• **Exercise brief**
Return unchanged every line of the listing from the line containing "Would you mind indicating the reflection" through the end of the listing, with that first line included. Leave the pictures out of your answer.

Labeled points listing:
'''

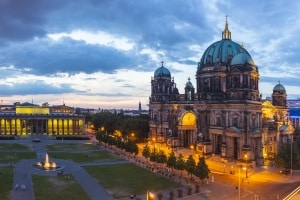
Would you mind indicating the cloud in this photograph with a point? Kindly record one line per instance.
(111, 48)
(35, 87)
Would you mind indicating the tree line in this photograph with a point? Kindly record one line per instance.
(119, 124)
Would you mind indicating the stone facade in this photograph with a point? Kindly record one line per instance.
(225, 115)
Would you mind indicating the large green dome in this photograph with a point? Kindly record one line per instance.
(162, 72)
(279, 88)
(225, 52)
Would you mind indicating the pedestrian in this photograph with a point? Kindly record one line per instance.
(17, 187)
(23, 187)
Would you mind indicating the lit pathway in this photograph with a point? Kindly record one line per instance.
(24, 169)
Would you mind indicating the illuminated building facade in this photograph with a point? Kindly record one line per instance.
(27, 119)
(223, 115)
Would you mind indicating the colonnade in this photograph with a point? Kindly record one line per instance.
(41, 125)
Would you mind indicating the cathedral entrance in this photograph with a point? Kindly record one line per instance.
(187, 129)
(235, 148)
(218, 148)
(187, 138)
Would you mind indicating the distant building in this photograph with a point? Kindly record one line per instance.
(224, 115)
(27, 119)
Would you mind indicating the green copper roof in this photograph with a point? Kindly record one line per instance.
(162, 72)
(221, 52)
(242, 59)
(189, 84)
(225, 52)
(279, 88)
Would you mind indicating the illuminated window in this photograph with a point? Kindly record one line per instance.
(189, 119)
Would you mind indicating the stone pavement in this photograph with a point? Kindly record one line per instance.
(218, 190)
(24, 169)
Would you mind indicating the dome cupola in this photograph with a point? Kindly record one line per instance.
(189, 84)
(279, 88)
(162, 72)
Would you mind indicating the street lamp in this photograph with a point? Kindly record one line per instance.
(246, 158)
(291, 156)
(150, 196)
(240, 180)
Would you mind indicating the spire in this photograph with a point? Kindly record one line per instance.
(226, 34)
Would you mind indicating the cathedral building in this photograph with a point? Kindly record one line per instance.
(224, 114)
(28, 119)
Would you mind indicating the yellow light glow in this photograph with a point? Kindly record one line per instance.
(189, 119)
(32, 110)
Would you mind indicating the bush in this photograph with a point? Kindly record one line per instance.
(7, 137)
(197, 188)
(160, 196)
(171, 195)
(72, 138)
(189, 190)
(180, 193)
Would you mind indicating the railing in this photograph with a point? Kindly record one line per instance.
(292, 194)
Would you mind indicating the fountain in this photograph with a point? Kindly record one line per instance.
(47, 165)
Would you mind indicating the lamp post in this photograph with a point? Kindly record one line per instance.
(246, 158)
(291, 156)
(239, 183)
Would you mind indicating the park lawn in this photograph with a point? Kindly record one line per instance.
(57, 187)
(14, 146)
(121, 180)
(12, 157)
(92, 156)
(6, 181)
(73, 147)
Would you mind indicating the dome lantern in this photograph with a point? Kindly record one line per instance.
(226, 34)
(162, 72)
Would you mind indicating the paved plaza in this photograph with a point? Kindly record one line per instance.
(216, 185)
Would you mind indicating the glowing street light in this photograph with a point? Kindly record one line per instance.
(246, 158)
(150, 196)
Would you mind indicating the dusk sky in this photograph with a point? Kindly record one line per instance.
(103, 53)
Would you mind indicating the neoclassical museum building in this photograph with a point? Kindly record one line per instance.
(28, 119)
(225, 114)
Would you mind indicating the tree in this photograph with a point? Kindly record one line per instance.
(190, 165)
(153, 155)
(171, 162)
(180, 163)
(132, 147)
(202, 170)
(146, 151)
(283, 158)
(161, 157)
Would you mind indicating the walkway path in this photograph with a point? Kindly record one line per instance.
(24, 169)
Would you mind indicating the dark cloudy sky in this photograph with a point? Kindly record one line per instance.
(103, 53)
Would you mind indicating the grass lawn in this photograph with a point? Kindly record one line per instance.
(73, 147)
(6, 180)
(7, 157)
(121, 180)
(14, 146)
(57, 187)
(93, 156)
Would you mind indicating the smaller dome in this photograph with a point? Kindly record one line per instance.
(279, 88)
(189, 85)
(162, 72)
(242, 59)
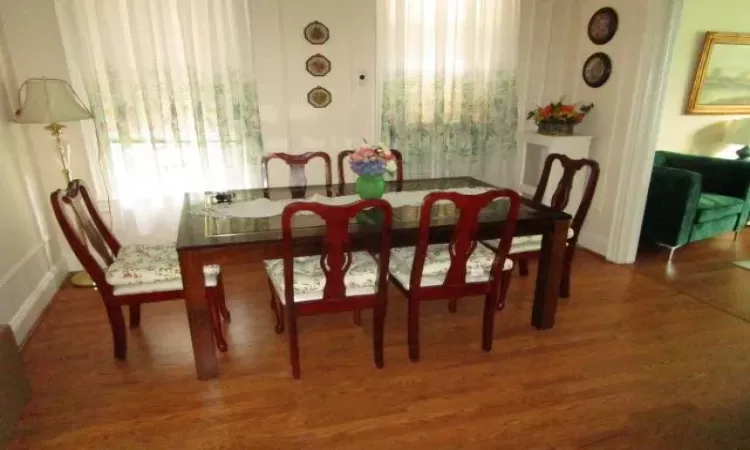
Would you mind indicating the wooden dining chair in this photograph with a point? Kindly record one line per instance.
(460, 268)
(297, 176)
(399, 169)
(525, 248)
(337, 280)
(128, 275)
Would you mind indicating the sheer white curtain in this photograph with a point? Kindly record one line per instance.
(171, 85)
(448, 70)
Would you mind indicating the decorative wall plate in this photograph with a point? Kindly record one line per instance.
(319, 97)
(318, 65)
(597, 69)
(316, 33)
(603, 26)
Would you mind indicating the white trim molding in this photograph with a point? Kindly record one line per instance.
(32, 308)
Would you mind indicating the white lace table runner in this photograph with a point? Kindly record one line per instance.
(263, 207)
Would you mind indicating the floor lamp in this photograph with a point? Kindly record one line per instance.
(51, 101)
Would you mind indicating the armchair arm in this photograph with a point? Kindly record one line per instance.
(728, 177)
(671, 206)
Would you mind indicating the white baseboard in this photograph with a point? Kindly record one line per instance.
(27, 316)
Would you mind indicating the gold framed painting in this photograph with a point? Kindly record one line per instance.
(722, 79)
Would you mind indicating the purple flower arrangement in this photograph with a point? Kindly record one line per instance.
(372, 160)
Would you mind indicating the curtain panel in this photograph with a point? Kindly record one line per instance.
(448, 71)
(171, 86)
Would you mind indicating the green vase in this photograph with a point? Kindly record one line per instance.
(370, 186)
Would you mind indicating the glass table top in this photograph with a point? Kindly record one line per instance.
(200, 230)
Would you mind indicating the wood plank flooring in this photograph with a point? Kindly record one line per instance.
(649, 356)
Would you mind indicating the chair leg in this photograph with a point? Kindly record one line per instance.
(488, 321)
(504, 285)
(117, 323)
(378, 328)
(413, 329)
(135, 315)
(523, 267)
(567, 268)
(293, 345)
(278, 309)
(222, 299)
(215, 306)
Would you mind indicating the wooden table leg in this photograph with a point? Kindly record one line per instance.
(548, 276)
(199, 315)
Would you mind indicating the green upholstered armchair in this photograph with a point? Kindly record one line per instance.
(695, 197)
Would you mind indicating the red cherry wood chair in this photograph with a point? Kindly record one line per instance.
(525, 248)
(460, 268)
(127, 275)
(399, 168)
(338, 280)
(297, 177)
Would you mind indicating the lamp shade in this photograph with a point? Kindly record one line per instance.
(50, 100)
(738, 132)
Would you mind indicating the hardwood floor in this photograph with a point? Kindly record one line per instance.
(642, 357)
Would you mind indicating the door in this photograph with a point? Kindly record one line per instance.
(289, 123)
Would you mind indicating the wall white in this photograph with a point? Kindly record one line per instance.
(700, 134)
(30, 263)
(555, 46)
(34, 48)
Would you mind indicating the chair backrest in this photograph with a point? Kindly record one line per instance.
(297, 177)
(85, 218)
(399, 168)
(464, 237)
(336, 256)
(561, 196)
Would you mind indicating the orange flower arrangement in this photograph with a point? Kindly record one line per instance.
(560, 113)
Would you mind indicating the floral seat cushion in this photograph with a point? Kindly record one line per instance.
(523, 244)
(150, 268)
(309, 279)
(437, 262)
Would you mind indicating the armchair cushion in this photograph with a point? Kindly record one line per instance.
(437, 262)
(715, 206)
(146, 268)
(309, 279)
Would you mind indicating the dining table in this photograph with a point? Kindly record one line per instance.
(209, 233)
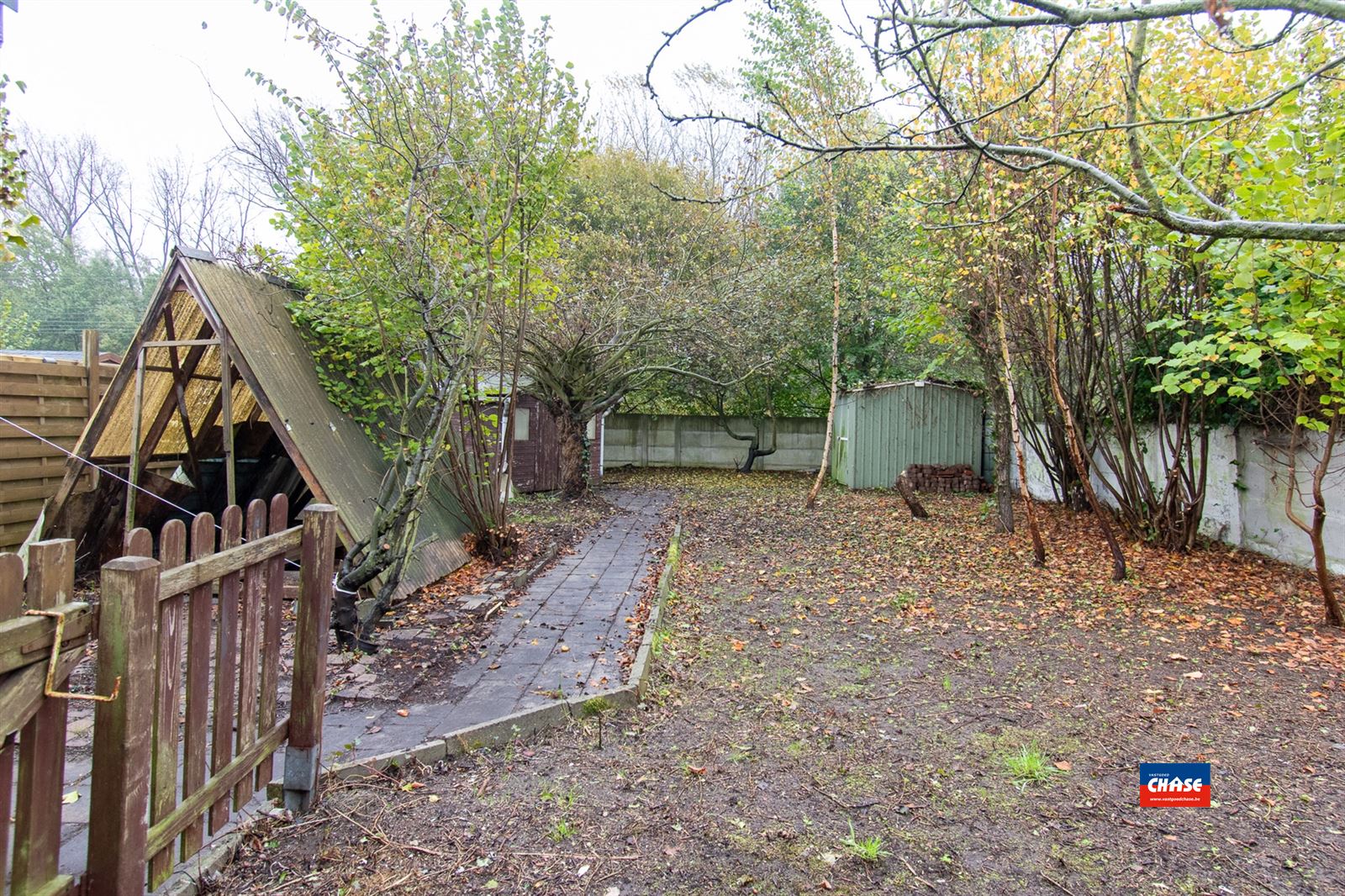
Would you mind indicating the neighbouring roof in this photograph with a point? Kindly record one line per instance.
(50, 354)
(911, 382)
(277, 382)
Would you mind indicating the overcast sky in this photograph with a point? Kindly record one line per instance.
(141, 74)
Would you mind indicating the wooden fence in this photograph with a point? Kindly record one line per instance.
(195, 683)
(55, 401)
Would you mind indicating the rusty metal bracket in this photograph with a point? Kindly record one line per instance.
(50, 689)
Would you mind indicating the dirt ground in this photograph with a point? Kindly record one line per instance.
(851, 701)
(428, 636)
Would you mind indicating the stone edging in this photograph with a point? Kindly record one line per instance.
(525, 576)
(538, 719)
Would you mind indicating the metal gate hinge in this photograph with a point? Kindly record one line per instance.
(50, 689)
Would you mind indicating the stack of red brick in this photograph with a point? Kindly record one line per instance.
(945, 478)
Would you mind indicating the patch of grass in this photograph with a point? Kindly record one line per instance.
(562, 799)
(1029, 766)
(867, 849)
(562, 830)
(901, 600)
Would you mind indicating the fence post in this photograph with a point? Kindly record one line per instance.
(121, 732)
(309, 692)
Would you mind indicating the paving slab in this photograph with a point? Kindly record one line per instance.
(575, 613)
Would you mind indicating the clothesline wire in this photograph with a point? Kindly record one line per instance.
(140, 488)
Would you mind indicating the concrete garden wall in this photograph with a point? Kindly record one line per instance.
(1244, 499)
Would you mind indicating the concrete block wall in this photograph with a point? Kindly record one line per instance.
(1244, 495)
(676, 440)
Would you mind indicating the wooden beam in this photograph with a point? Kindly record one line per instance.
(100, 420)
(226, 420)
(92, 366)
(198, 572)
(134, 474)
(181, 343)
(165, 416)
(179, 387)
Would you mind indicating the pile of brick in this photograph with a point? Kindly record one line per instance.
(945, 478)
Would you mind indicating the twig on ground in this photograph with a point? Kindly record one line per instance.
(918, 876)
(842, 804)
(1056, 884)
(383, 840)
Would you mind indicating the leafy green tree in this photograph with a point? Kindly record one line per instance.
(65, 288)
(1274, 342)
(13, 182)
(636, 277)
(421, 206)
(809, 89)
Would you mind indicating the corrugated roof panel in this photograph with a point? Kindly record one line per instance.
(338, 459)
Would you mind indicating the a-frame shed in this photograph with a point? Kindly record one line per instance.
(217, 401)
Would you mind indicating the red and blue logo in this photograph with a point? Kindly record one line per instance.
(1168, 784)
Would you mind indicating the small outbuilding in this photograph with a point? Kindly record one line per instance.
(883, 430)
(217, 401)
(535, 461)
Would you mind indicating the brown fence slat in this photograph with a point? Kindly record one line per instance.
(163, 783)
(7, 752)
(219, 783)
(272, 619)
(226, 661)
(232, 560)
(311, 633)
(11, 604)
(198, 681)
(249, 633)
(11, 586)
(121, 734)
(138, 542)
(42, 744)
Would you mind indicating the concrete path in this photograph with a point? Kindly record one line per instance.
(562, 640)
(562, 636)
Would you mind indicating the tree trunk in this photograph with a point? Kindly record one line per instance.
(1324, 576)
(1004, 458)
(836, 346)
(753, 452)
(908, 495)
(569, 432)
(1039, 548)
(1315, 532)
(1076, 454)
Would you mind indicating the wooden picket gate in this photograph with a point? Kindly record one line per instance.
(183, 670)
(27, 714)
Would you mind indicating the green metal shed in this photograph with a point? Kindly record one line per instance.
(883, 430)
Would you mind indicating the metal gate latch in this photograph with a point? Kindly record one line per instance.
(50, 689)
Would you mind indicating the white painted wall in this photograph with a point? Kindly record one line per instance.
(1244, 498)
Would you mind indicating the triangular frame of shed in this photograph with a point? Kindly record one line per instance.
(202, 313)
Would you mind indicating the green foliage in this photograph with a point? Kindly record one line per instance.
(1029, 766)
(13, 183)
(867, 849)
(1277, 324)
(17, 329)
(423, 198)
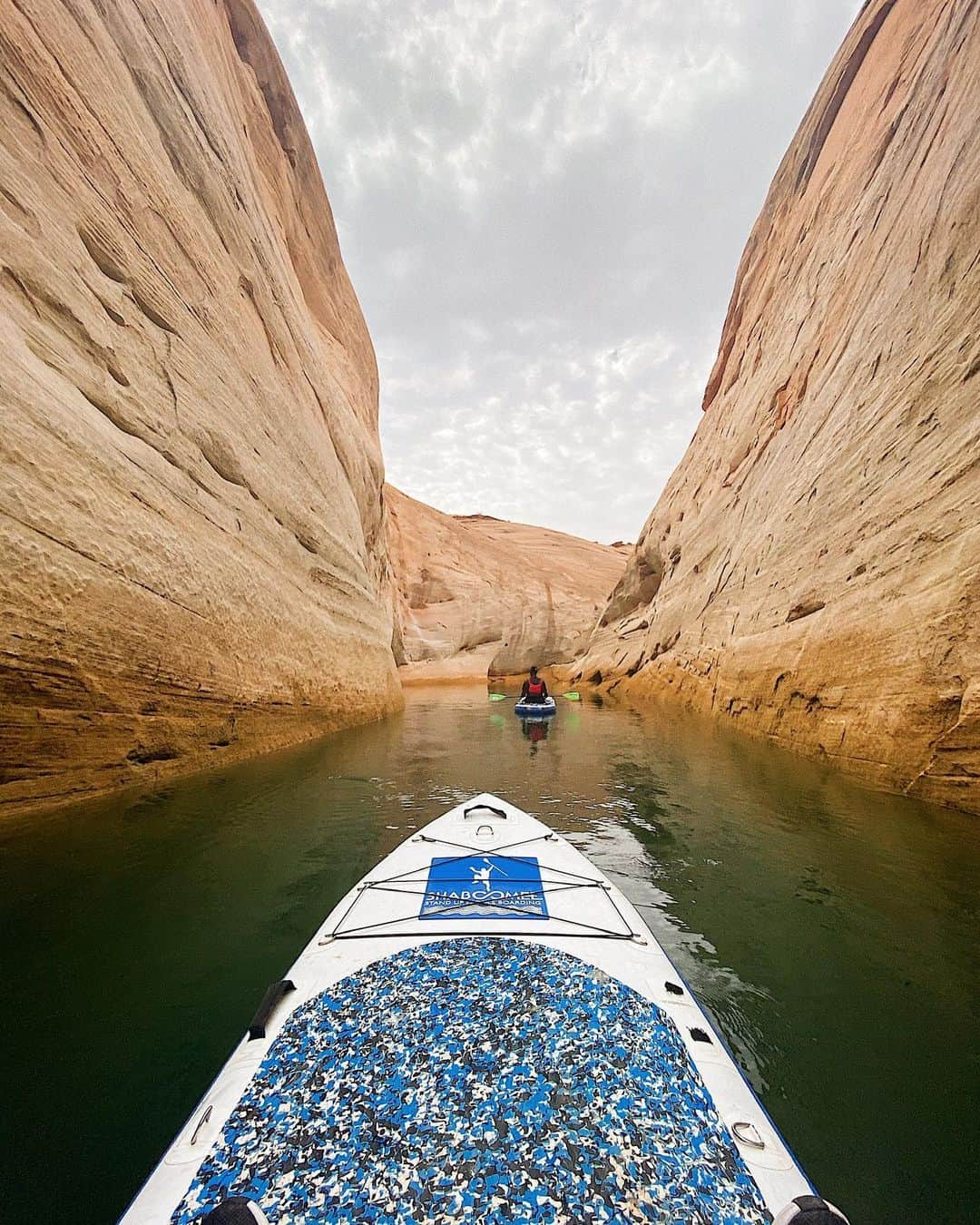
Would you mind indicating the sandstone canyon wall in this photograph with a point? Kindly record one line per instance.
(478, 595)
(812, 569)
(192, 557)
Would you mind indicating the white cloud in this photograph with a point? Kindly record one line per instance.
(542, 207)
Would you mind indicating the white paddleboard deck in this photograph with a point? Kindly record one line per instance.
(484, 1029)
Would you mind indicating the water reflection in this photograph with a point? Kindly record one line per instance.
(535, 730)
(829, 931)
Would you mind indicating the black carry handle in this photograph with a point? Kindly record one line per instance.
(484, 808)
(272, 996)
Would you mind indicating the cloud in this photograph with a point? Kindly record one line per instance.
(542, 206)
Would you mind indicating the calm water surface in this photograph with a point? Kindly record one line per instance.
(830, 931)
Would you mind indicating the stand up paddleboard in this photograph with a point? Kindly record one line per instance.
(483, 1031)
(535, 710)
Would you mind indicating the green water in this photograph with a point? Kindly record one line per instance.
(830, 931)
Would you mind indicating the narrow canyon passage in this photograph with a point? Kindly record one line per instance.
(828, 928)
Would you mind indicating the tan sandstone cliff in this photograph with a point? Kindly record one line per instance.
(192, 561)
(812, 569)
(479, 595)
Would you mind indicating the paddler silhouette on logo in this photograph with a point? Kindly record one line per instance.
(482, 875)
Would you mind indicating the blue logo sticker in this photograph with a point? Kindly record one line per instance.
(484, 887)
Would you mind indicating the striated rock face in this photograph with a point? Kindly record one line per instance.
(192, 561)
(478, 595)
(812, 569)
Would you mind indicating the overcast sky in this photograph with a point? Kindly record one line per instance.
(542, 205)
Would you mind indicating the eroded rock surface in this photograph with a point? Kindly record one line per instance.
(812, 569)
(192, 561)
(479, 595)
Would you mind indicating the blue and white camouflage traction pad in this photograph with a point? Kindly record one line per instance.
(478, 1080)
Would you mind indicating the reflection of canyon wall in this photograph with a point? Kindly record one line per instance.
(192, 560)
(479, 595)
(812, 569)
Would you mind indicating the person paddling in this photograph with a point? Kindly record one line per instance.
(534, 689)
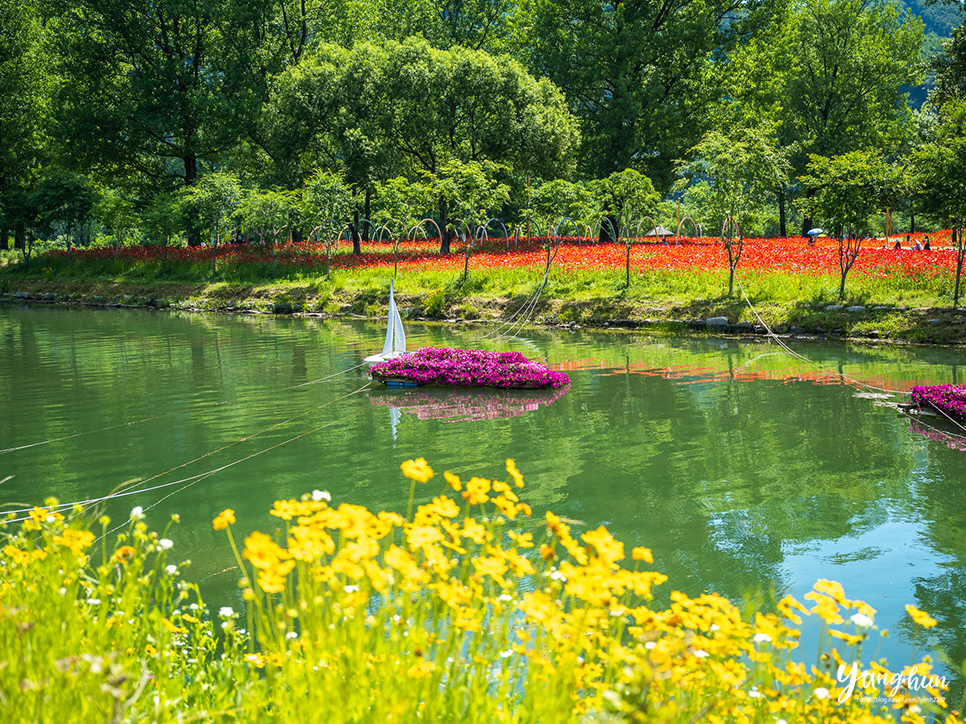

'''

• **Task solution**
Would you mind indicating the reflection of canyon wall in this photograph with a point? Kindly record one line per instance.
(192, 560)
(479, 595)
(812, 569)
Would you mind indicating the person paddling in this photograph with a point? Kindly record one line per instance.
(534, 689)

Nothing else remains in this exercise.